__What this task involves__
Lines that include the word "Kindly" should be copied from the listing that follows.

○ ○ ○ ○ ○

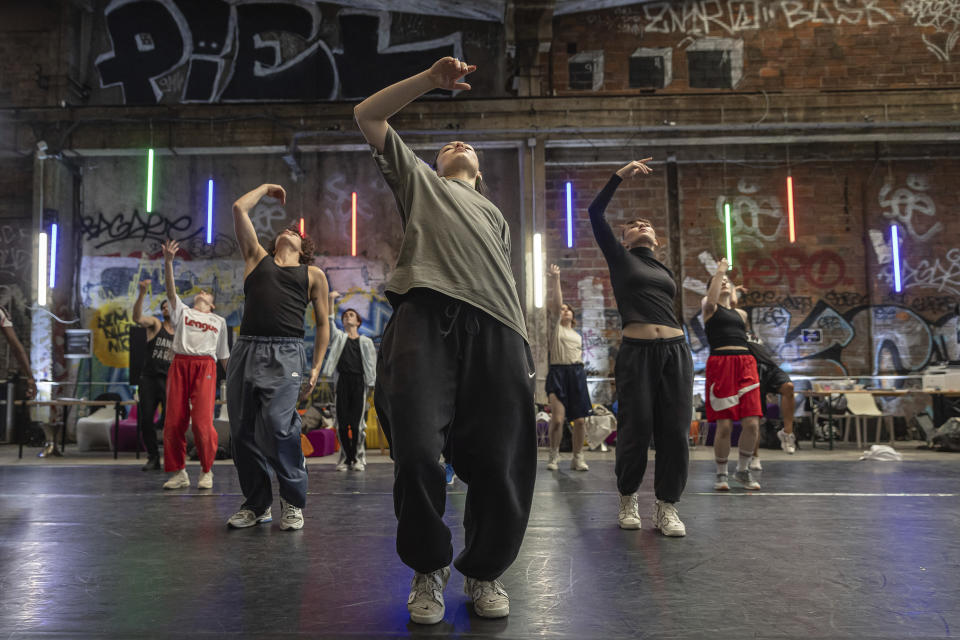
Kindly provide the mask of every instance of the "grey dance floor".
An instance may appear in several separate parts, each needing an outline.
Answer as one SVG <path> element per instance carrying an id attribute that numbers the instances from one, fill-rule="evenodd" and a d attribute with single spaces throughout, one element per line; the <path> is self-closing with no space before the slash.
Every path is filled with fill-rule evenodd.
<path id="1" fill-rule="evenodd" d="M 228 531 L 216 489 L 163 493 L 132 466 L 0 467 L 0 638 L 942 638 L 960 633 L 956 461 L 766 462 L 764 492 L 711 491 L 694 462 L 688 536 L 616 527 L 610 461 L 540 462 L 504 576 L 511 615 L 476 617 L 454 572 L 447 613 L 409 622 L 392 468 L 311 467 L 307 526 Z M 191 467 L 195 469 L 195 466 Z M 652 464 L 651 464 L 652 471 Z M 195 481 L 196 473 L 193 473 Z M 447 520 L 462 514 L 464 485 Z M 462 530 L 455 526 L 455 544 Z"/>

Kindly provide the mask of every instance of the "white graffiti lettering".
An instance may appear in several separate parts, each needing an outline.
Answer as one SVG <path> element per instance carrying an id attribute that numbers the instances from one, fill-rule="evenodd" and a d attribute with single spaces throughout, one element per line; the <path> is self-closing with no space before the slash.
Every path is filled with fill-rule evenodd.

○ ○ ○ ○ ○

__Written response__
Kindly provide the mask of every instance of the "grey dance floor".
Kindly provide the mask of every instance of the "white graffiti lettering".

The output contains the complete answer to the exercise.